Could the data below be printed out exactly, with the pictures left out?

■ **Records from a data source**:
· · · ·

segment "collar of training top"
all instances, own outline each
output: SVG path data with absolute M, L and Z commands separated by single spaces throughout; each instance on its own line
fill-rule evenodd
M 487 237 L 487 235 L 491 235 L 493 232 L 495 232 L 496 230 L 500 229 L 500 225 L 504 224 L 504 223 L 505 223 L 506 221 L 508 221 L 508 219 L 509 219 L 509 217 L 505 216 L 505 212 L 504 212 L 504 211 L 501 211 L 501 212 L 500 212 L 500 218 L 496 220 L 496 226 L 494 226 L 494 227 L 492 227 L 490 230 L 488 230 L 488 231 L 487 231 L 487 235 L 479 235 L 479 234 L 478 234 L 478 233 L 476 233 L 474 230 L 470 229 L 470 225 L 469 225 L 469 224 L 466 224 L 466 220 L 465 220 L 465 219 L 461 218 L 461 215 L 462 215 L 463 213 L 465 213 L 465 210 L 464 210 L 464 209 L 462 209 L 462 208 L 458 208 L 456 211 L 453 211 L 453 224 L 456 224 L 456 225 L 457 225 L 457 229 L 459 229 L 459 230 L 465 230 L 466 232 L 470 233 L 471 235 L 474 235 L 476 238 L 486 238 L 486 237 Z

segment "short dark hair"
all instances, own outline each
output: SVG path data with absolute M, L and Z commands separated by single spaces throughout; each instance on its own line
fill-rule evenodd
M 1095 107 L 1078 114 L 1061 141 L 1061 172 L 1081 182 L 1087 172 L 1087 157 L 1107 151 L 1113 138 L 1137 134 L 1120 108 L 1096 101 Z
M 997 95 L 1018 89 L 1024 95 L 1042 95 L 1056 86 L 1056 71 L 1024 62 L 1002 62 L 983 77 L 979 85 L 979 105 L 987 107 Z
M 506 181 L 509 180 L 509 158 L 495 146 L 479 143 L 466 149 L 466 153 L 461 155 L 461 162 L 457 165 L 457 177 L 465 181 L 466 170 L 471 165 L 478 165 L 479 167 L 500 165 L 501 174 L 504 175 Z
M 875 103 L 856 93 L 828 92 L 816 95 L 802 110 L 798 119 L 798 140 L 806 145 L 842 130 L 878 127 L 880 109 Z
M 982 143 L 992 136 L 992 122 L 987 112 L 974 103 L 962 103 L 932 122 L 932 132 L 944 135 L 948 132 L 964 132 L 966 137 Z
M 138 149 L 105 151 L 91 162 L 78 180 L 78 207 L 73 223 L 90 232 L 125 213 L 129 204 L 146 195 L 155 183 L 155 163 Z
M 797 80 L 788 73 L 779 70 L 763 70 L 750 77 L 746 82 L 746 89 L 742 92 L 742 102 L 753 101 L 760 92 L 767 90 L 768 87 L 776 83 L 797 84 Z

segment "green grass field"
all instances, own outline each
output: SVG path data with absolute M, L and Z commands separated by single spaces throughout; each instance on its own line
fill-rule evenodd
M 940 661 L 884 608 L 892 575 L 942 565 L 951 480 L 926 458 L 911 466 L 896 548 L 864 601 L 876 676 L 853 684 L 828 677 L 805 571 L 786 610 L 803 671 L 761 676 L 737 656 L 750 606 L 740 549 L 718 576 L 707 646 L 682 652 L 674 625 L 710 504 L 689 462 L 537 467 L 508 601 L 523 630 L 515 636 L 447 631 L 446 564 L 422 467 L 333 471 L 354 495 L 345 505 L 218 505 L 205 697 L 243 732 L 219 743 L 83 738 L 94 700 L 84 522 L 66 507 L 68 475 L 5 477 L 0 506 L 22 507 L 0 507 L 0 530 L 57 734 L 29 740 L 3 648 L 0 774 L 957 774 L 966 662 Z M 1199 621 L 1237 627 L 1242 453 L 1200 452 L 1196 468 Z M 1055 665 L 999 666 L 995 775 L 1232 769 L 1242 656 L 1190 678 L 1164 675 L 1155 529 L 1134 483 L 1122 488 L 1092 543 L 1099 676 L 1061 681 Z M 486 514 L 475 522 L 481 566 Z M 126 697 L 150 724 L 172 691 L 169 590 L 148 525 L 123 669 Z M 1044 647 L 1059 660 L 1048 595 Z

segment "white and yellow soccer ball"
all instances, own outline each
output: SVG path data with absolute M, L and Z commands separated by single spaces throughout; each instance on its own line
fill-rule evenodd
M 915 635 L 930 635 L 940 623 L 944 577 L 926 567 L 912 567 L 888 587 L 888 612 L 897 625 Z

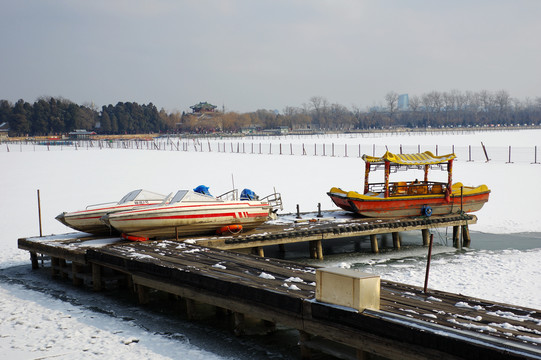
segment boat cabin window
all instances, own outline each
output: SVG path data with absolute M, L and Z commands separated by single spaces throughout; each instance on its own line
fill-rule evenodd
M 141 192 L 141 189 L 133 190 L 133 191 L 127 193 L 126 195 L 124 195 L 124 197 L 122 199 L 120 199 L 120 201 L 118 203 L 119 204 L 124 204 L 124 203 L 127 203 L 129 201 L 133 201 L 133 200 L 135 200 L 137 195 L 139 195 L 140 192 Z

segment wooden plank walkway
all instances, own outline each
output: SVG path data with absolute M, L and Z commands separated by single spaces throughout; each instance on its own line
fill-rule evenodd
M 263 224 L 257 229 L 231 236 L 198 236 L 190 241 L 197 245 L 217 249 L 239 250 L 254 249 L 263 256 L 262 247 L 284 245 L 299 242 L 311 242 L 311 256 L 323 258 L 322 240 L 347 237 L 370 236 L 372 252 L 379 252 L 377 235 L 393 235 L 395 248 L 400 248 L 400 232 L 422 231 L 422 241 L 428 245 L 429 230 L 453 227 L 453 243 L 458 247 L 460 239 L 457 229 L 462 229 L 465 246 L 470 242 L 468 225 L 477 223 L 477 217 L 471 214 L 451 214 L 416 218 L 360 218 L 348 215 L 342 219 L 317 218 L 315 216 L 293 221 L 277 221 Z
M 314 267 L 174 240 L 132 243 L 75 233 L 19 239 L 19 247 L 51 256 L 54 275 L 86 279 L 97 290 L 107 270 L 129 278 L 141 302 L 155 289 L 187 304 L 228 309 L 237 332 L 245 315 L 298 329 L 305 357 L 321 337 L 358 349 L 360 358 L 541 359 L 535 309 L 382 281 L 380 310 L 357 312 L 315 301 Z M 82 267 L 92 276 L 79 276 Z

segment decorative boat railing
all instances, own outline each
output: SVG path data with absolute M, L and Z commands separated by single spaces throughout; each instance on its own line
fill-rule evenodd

· · · ·

■ **THE COMPLETED TASK**:
segment "collar of training top"
all instances, own outline each
output: SVG path data with absolute M, L and Z commands separated by single spaces throughout; each instance on its own line
fill-rule evenodd
M 487 237 L 487 235 L 491 235 L 493 232 L 495 232 L 496 230 L 500 229 L 500 225 L 504 224 L 504 223 L 505 223 L 506 221 L 508 221 L 508 219 L 509 219 L 509 217 L 505 216 L 505 212 L 504 212 L 504 211 L 501 211 L 501 212 L 500 212 L 500 218 L 496 220 L 496 226 L 494 226 L 494 227 L 492 227 L 490 230 L 488 230 L 488 231 L 487 231 L 487 235 L 479 235 L 479 234 L 478 234 L 478 233 L 476 233 L 474 230 L 470 229 L 470 225 L 469 225 L 469 224 L 466 224 L 466 220 L 465 220 L 465 219 L 461 218 L 461 215 L 462 215 L 463 213 L 465 213 L 465 210 L 464 210 L 464 209 L 462 209 L 462 208 L 458 208 L 456 211 L 453 211 L 453 224 L 456 224 L 456 225 L 457 225 L 457 229 L 459 229 L 459 230 L 465 230 L 466 232 L 470 233 L 471 235 L 474 235 L 476 238 L 486 238 L 486 237 Z

segment "short dark hair"
all instances, own outline each
output: SVG path data with absolute M, L and Z commands separated by single spaces throughout; each instance on its own line
fill-rule evenodd
M 1095 107 L 1078 114 L 1061 141 L 1061 172 L 1081 182 L 1087 172 L 1087 157 L 1107 151 L 1113 138 L 1137 134 L 1120 108 L 1096 101 Z
M 997 95 L 1018 89 L 1024 95 L 1042 95 L 1056 86 L 1056 71 L 1024 62 L 1002 62 L 983 77 L 979 85 L 979 105 L 987 107 Z
M 506 181 L 509 180 L 509 158 L 495 146 L 479 143 L 466 149 L 466 153 L 461 155 L 461 162 L 457 165 L 457 177 L 465 181 L 466 170 L 471 165 L 478 165 L 479 167 L 500 165 L 501 174 L 504 175 Z
M 875 103 L 856 93 L 828 92 L 816 95 L 802 110 L 798 119 L 798 140 L 806 145 L 842 130 L 878 127 L 880 109 Z
M 982 143 L 992 136 L 992 122 L 987 112 L 974 103 L 962 103 L 932 122 L 932 132 L 944 135 L 948 132 L 964 132 L 966 137 Z
M 138 149 L 105 151 L 91 162 L 78 180 L 78 207 L 73 223 L 90 232 L 125 213 L 129 204 L 146 195 L 155 183 L 155 163 Z
M 797 80 L 788 73 L 779 70 L 763 70 L 750 77 L 746 82 L 746 89 L 742 92 L 742 102 L 753 101 L 760 92 L 767 90 L 768 87 L 776 83 L 797 84 Z

segment "green grass field"
all instances, own outline each
output: SVG path data with absolute M, L and Z commands separated by single spaces throughout; each instance on its own line
fill-rule evenodd
M 940 661 L 884 608 L 892 575 L 942 565 L 951 480 L 926 458 L 911 466 L 896 548 L 864 601 L 876 676 L 853 684 L 828 677 L 805 571 L 786 610 L 803 671 L 761 676 L 737 656 L 750 606 L 740 549 L 718 576 L 707 646 L 682 652 L 674 625 L 710 504 L 689 462 L 537 467 L 508 601 L 523 630 L 515 636 L 447 631 L 446 564 L 422 467 L 333 471 L 354 495 L 345 505 L 218 505 L 205 697 L 243 732 L 219 743 L 83 738 L 94 700 L 84 522 L 66 507 L 68 475 L 5 477 L 0 506 L 22 507 L 0 507 L 0 530 L 57 734 L 29 740 L 3 648 L 0 774 L 957 774 L 966 662 Z M 1199 621 L 1237 627 L 1242 453 L 1200 452 L 1196 468 Z M 1055 665 L 999 666 L 995 775 L 1232 769 L 1242 656 L 1190 678 L 1164 675 L 1155 529 L 1134 483 L 1122 488 L 1092 543 L 1099 676 L 1061 681 Z M 486 514 L 475 522 L 481 566 Z M 126 697 L 150 724 L 172 691 L 169 590 L 148 525 L 123 669 Z M 1044 647 L 1059 660 L 1048 595 Z

segment "white and yellow soccer ball"
all instances, own outline each
output: SVG path data with absolute M, L and Z commands separated by single spaces throughout; each instance on its own line
fill-rule evenodd
M 915 635 L 930 635 L 940 623 L 944 577 L 926 567 L 912 567 L 888 587 L 888 612 L 897 625 Z

segment boat cabin window
all instances, own outline each
output: SVG path data with absolute M, L and Z commands separated by single spaces throughout; each instance on its own line
fill-rule evenodd
M 141 192 L 141 189 L 133 190 L 133 191 L 127 193 L 126 195 L 124 195 L 124 197 L 122 199 L 120 199 L 120 201 L 118 203 L 119 204 L 124 204 L 124 203 L 127 203 L 129 201 L 133 201 L 133 200 L 135 200 L 137 195 L 139 195 L 140 192 Z

segment wooden plank walkway
all instances, own outline each
output: SVG path data with absolute M, L and Z commands separated by single spaces throughout; each instance on its own line
fill-rule evenodd
M 263 224 L 257 229 L 231 236 L 198 236 L 190 241 L 197 245 L 217 249 L 239 250 L 254 249 L 263 256 L 262 247 L 284 245 L 299 242 L 311 242 L 311 256 L 323 258 L 322 240 L 347 237 L 370 236 L 372 252 L 379 252 L 377 235 L 393 235 L 395 248 L 400 248 L 400 232 L 422 231 L 422 241 L 428 245 L 429 230 L 453 227 L 453 243 L 458 247 L 460 239 L 457 229 L 462 229 L 465 246 L 470 242 L 468 225 L 477 223 L 477 217 L 471 214 L 451 214 L 416 218 L 360 218 L 348 215 L 342 219 L 317 218 L 315 216 L 293 221 L 277 221 Z
M 314 267 L 174 240 L 132 243 L 75 233 L 19 239 L 19 247 L 51 256 L 54 275 L 86 279 L 97 290 L 107 270 L 129 278 L 141 302 L 155 289 L 187 304 L 228 309 L 237 332 L 245 315 L 298 329 L 305 357 L 321 337 L 358 349 L 360 358 L 541 359 L 535 309 L 382 281 L 380 310 L 357 312 L 315 301 Z M 82 267 L 92 276 L 79 276 Z

segment decorative boat railing
all instances, own outline each
output: SVG path data with absolute M, L and Z commands separated by single spaces throughout; each instance on its own line
fill-rule evenodd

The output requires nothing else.